## GIVEN TEXT
====================

It was May 11, and the wedding ceremony was being held at the Niangre Holiday Village in the northern suburb of Lhasa. Malcolm Mitchell, 55, had come all the way from San Diego to tie the knot with Sharon Getter, 54, an American who has been teaching English in the city since 1987.

Most of the nearly 200 guests were Getter's students and the rest were her colleagues at the Tibetan Academy of Social Sciences and her friends from the expat community living in Lhasa.

"I started crying because of all the love from my students. I am just a teacher. Not a big person. But so many people came and their love is very moving," says an emotional Getter, who was going back to the United States two days after the ceremony.

"It is very difficult to leave. This is where I have been living for many years. I love my students, love their sense of humor. It has been a fun place to live and to teach for more than 20 years."

Her husband was impressed by the love she received here.

"I'm very proud of her. This is my first visit to Tibet. I watched her speak the language, both Chinese and Tibetan. She has so many friends from different professions and different levels of education, from the very high level all the way down to very simple people, but they all have mutual respect."

Getter started teaching English at Jiangxi University in East China in 1985. And when there was a chance to teach in Lhasa, she signed up at once.

"It was very hard but it was very exciting. Our house didn't have water, didn't have a toilet. But it didn't matter. I had to teach by candlelight sometimes. The situation has changed, and it is much easier but I enjoyed the simple life at that time because they needed me and we became very good friends," she says.

Her first students in Lhasa were researchers at the academy. Later her classes expanded to include people from around the city and entire region.

"We had monks, nuns, business people and nomads. They come from nomad families and they want to have a better life in Lhasa, so their parents send them here. Many come without a very high education and they come to learn Tibetan, Chinese and English and hope to get a better job," says Getter, who has taught more than 3,000 students in Tibet.

"Han people are good at grammar while Tibetan people are very oral and learn to speak very quickly. Tibetan people are very fun-loving, not so shy, and Han students are shy and sometimes afraid to speak."

Drolkar, 30, learned English with Getter for two years from 2006 and then went on to college to continue her study.

"She was the most interesting teacher I have ever met. She doesn't only talk, she sings, dances and performs. It makes learning English so much fun," says Drolkar, now a sales manager with a handicraft company.

====================

## DATA LISTING
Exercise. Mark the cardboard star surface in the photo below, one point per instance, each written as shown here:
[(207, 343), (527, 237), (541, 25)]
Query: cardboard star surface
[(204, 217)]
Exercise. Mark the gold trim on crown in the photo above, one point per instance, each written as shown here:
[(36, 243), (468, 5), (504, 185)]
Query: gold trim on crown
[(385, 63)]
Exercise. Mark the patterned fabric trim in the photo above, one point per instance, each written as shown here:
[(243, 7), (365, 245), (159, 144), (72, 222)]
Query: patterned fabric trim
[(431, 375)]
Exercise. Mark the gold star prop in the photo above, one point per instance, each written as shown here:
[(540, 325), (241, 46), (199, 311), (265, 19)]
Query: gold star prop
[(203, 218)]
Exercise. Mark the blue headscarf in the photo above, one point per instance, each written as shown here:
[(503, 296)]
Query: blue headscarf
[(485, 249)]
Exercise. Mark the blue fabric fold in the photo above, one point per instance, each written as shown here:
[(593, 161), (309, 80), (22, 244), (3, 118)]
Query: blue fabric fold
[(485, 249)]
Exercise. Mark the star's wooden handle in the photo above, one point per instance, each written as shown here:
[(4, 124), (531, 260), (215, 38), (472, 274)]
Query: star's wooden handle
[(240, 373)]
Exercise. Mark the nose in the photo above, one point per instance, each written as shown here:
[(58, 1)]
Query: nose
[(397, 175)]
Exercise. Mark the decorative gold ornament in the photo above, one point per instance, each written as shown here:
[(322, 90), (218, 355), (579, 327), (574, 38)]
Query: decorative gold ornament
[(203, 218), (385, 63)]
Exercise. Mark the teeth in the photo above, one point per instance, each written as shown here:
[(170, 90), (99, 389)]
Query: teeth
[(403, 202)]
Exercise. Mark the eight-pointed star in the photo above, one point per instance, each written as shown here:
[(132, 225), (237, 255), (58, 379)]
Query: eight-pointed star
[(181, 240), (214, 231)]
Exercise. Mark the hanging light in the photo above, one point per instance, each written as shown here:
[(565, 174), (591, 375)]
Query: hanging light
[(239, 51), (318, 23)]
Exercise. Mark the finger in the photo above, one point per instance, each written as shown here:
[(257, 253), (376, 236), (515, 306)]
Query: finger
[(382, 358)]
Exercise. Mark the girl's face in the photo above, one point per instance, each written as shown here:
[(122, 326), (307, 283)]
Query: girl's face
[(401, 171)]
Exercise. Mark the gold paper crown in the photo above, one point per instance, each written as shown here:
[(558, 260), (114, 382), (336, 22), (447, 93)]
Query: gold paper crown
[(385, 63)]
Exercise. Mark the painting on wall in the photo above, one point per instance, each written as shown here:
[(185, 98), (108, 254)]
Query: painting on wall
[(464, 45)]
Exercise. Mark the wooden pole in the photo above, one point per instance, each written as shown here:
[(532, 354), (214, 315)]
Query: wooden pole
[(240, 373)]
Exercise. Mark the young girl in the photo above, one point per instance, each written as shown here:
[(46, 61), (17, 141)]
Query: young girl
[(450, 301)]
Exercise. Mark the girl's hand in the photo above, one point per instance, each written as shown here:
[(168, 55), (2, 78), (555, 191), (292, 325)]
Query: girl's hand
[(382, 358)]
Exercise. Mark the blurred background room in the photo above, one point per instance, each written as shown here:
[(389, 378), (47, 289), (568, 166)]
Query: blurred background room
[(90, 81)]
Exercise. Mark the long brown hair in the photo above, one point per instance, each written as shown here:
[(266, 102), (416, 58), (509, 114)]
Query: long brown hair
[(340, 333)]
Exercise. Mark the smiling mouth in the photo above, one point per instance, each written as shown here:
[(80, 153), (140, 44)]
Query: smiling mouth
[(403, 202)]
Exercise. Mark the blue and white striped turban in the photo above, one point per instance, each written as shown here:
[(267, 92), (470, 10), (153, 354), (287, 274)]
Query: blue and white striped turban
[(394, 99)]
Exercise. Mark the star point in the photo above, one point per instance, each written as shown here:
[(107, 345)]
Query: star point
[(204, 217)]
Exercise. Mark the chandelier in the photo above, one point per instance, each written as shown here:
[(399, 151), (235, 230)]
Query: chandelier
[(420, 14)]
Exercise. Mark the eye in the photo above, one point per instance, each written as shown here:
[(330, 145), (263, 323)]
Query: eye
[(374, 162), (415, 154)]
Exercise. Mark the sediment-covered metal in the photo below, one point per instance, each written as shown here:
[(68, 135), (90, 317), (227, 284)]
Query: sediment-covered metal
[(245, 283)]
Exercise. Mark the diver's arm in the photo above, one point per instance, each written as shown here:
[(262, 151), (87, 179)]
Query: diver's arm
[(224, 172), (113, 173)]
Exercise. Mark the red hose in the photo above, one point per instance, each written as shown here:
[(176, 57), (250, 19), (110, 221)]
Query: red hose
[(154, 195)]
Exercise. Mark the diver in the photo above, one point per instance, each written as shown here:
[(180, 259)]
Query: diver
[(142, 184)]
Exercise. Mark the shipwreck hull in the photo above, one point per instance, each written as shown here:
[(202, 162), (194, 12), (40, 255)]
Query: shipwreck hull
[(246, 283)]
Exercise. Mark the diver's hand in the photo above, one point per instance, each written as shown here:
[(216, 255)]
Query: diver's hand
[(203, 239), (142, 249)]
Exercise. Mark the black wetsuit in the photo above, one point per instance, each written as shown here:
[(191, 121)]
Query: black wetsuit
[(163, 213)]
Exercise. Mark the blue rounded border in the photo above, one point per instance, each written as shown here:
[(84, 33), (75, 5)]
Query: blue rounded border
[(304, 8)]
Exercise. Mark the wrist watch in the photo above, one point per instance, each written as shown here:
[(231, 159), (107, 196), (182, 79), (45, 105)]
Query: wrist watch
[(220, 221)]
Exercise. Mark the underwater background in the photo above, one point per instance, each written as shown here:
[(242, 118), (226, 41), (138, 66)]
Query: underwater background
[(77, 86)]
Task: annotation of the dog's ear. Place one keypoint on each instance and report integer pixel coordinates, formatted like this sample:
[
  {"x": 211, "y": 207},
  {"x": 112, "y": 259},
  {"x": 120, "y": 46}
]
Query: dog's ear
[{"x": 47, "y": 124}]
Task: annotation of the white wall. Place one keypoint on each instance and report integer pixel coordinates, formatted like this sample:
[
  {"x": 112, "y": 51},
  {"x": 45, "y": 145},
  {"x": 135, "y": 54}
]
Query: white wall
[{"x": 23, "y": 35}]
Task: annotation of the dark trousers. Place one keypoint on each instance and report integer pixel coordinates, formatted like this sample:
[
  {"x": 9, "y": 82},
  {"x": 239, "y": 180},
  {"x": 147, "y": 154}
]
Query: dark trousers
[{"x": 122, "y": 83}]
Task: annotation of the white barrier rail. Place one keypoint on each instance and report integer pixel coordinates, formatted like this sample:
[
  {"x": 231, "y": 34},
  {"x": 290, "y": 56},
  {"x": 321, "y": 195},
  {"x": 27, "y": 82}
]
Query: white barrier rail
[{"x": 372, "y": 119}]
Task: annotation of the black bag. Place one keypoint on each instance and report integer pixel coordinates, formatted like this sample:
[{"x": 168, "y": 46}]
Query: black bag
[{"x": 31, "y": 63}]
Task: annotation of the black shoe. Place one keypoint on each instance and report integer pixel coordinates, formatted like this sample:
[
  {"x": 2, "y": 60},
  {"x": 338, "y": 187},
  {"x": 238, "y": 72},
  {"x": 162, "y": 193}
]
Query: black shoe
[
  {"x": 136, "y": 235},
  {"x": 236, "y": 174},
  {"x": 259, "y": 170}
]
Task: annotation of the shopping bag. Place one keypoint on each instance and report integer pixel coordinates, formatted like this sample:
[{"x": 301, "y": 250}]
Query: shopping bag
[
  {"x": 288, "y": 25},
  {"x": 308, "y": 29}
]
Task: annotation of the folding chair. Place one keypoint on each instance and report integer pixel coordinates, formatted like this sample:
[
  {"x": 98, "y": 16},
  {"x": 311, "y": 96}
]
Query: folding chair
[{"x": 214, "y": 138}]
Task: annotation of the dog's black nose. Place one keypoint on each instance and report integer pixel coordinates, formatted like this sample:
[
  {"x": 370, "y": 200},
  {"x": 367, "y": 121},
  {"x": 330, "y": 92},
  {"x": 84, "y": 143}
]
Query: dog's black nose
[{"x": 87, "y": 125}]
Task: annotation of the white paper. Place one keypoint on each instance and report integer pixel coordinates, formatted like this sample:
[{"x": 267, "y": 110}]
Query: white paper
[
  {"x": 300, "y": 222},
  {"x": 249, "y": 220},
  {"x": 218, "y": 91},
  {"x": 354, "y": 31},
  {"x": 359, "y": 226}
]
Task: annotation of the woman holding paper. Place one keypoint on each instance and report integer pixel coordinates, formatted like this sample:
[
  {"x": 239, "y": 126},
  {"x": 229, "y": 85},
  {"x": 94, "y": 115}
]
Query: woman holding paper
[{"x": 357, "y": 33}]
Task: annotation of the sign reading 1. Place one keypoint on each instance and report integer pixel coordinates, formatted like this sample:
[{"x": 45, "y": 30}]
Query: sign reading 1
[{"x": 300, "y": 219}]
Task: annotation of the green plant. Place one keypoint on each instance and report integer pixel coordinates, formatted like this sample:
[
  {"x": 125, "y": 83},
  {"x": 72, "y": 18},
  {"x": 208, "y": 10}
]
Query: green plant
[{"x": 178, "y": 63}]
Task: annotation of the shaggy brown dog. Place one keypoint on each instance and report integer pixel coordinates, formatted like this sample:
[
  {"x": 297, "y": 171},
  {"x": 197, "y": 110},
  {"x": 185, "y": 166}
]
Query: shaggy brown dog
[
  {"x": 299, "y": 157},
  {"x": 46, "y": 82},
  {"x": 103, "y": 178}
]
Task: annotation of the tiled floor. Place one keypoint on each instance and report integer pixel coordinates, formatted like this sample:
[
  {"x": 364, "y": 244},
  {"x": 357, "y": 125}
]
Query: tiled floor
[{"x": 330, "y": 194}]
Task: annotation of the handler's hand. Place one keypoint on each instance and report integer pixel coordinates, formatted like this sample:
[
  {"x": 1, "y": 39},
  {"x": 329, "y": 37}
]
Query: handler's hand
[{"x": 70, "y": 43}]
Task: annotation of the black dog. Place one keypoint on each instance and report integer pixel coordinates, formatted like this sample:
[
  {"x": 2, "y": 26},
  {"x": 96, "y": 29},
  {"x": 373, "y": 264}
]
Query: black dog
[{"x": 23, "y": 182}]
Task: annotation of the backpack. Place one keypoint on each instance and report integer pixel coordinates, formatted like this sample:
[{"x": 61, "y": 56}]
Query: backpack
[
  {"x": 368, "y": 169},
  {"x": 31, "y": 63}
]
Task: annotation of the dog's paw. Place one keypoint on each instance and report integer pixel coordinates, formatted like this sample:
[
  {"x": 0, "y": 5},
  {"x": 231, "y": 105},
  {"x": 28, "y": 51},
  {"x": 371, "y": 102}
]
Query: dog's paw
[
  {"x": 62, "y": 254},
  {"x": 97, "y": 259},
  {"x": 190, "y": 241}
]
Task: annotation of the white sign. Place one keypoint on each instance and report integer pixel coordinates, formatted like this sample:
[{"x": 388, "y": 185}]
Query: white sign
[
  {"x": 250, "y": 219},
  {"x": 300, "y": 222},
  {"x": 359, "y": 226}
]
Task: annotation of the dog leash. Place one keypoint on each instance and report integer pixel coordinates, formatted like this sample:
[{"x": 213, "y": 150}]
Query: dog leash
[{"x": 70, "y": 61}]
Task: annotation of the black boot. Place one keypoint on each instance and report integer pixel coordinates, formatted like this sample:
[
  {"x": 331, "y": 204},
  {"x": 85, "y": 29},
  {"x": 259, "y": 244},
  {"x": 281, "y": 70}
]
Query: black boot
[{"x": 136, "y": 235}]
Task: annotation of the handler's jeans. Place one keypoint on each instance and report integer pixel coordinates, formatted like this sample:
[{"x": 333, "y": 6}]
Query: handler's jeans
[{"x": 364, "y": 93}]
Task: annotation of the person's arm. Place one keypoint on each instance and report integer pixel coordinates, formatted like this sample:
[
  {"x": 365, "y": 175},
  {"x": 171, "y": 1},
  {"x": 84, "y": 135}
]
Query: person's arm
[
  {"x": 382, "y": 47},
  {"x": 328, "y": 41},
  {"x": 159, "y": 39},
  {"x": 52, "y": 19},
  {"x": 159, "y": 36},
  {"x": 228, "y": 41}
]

====================

## EXERCISE REQUIREMENTS
(a) How many students has Getter taught in Tibet, according to the Lhasa wedding article?
(b) Please carry on the article about Sharon Getter's Lhasa wedding from its final paragraph, keeping its reporting style.

## ANSWERS BELOW
(a) More than 3,000.

(b)
For Geyang, Getter's attitude toward life is more impressive than her teaching skill.

"She loves hiking in the mountains and taking photos of flowers. She makes calendars herself and gives them as gifts to friends. She is so inspiring with her passion for life," says the teacher at the Tibetan Traditional Medical College. Getter taught Geyang in 1998 and they have stayed friends since.

It is one thing to visit a beautiful place like Lhasa or stay a year or two, but it is quite another to live and work at the place for more than 20 years.

"Because I love long-term relationships," Getter says, explaining her choice.

"Teaching at the university in the US wasn't very satisfying because my students came and went so quickly. But here my students are my friends," says Getter, who received the National Friendship Award by then Premier Wen Jianbao in 2009.

Her love for her students and the land also helped her win the heart of Malcolm, whom she met online about one year ago.

"I could not be very happy with someone who just wanted to keep house. But first and most importantly, I was very impressed by the fact that she has been here for so long. It shows commitment, that she can stick with something. Even though it's hard, she won't give up," he says.

Getter says although she was going back home, she would apply for short-term teaching posts in Tibet during the summer vacation and to visit her friends in Tibet.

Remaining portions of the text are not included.